PASSAGE GIVEN -
+ + +

Yuanyuan Hu , Yahong Zhang * and Yi Tang
Department of Chemistry, Shanghai Key Laboratory of Molecular Catalysis and Innovative Materials, Institute of Catalysis, Fudan University, Shanghai, 200433, PR China. E-mail: zhangyh@fudan.edu.cn; Fax: +86-21-65641740

Received 21st October 2011 , Accepted 25th April 2012

First published on 31st May 2012


Abstract

An in situ microwave-assisted Fenton-like oxidation has been developed for detemplation of the nanozeolite β without any pretreatment. The influencing factors on the removal of structure-directing agents (SDAs) in the nanozeolite β, such as the composition of Fenton-like reagents (pH, H2O2/TEA+, Fe3+/H2O2) and microwave operation conditions, are investigated, to find that the SDAs in the micropores and solution of the as-prepared nanozeolites could be completely eliminated within 15 min. In comparison with those obtained by the traditional high-temperature calcination, the Fenton-treated nanozeolite particles not only preserve their monodispersity and large external surface area, but also avoid the formation of extra-framework aluminum, which renders an enhanced catalytic performance in fructose dehydration.


Introduction

Nanosized zeolites (nanozeolites) are believed to have excellent applications as a catalyst, adsorbent, carrier for inorganic and organic molecules and building blocks of hierarchical structure, owing to their small size, short channel, large external surface area, defined porosity and controllable surface properties.1,2 Many nanozeolites are usually synthesized in the presence of structure-directing agents (SDAs, e.g. quaternary ammonium salts).3 The SDAs will be embedded in the micropores of the resulting nanozeolite particles, which have to be removed before their application. So far, the most widely used method for the removal of SDAs is calcination at high temperature (400–600 °C). However, the calcination process often not only causes irreversible aggregation of nanozeolites, so that they lose their monodispersity and external surface, but also leads to structural and compositive inhomogeneities. These will greatly influence the physical and chemical properties of the nanozeolites. For example, the dealumination caused by calcination often produces extra-framework aluminum (EF-Al), which will affect the amount and distribution of acid sites as well as the catalytic properties of the nanozeolite.4 Moreover, such dealumination will become more visible for zeolite β due to its larger framework flexibility and higher number of T-atoms in the four-membered rings.4 Zeolite β is of special interest because of its 12-ring pore structure, which is large enough to accommodate commercially interesting hydrocarbons, allowing catalytic reforming, alkylation, dewaxing, cracking and so on.5 Recently, several low-temperature detemplation (T < 200 °C) techniques have been developed, especially advanced oxidation methods using nitric acid/hydrogen peroxide,6 ozone/oxygen,7 ultraviolet light,8 oxygen plasma9 and Fenton reagent4 as the oxidants. The mild treatment conditions not only avoid the huge consumption of heat but also preserve the morphology, size and pristine structure of the materials. However, these methods are usually time consuming and employ complex manipulation and instruments.

+ + +

SUPPLIED DATA -
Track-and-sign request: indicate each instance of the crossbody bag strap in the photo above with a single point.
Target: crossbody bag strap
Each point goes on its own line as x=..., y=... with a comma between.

+ + +

SET TASK 1 - Put this sentence from the nanozeolite paper into Spanish: "So far, the most widely used method for the removal of SDAs is calcination at high temperature (400–600 °C)."
SET TASK 2 - Which oxidants does the nanozeolite paper name for the advanced oxidation methods of low-temperature detemplation? List every one.
SET TASK 3 - From the nanozeolite paper, pull out word for word the part that opens with the words containing "First published on" and closes with "in fructose dehydration.".

COMPLETE OUTPUT 1 - Hasta ahora, el método más utilizado para la eliminación de los SDA es la calcinación a alta temperatura (400–600 °C).

COMPLETE OUTPUT 2 -
- nitric acid/hydrogen peroxide
- ozone/oxygen
- ultraviolet light
- oxygen plasma
- Fenton reagent

COMPLETE OUTPUT 3 -
First published on 31st May 2012


Abstract

An in situ microwave-assisted Fenton-like oxidation has been developed for detemplation of the nanozeolite β without any pretreatment. The influencing factors on the removal of structure-directing agents (SDAs) in the nanozeolite β, such as the composition of Fenton-like reagents (pH, H2O2/TEA+, Fe3+/H2O2) and microwave operation conditions, are investigated, to find that the SDAs in the micropores and solution of the as-prepared nanozeolites could be completely eliminated within 15 min. In comparison with those obtained by the traditional high-temperature calcination, the Fenton-treated nanozeolite particles not only preserve their monodispersity and large external surface area, but also avoid the formation of extra-framework aluminum, which renders an enhanced catalytic performance in fructose dehydration.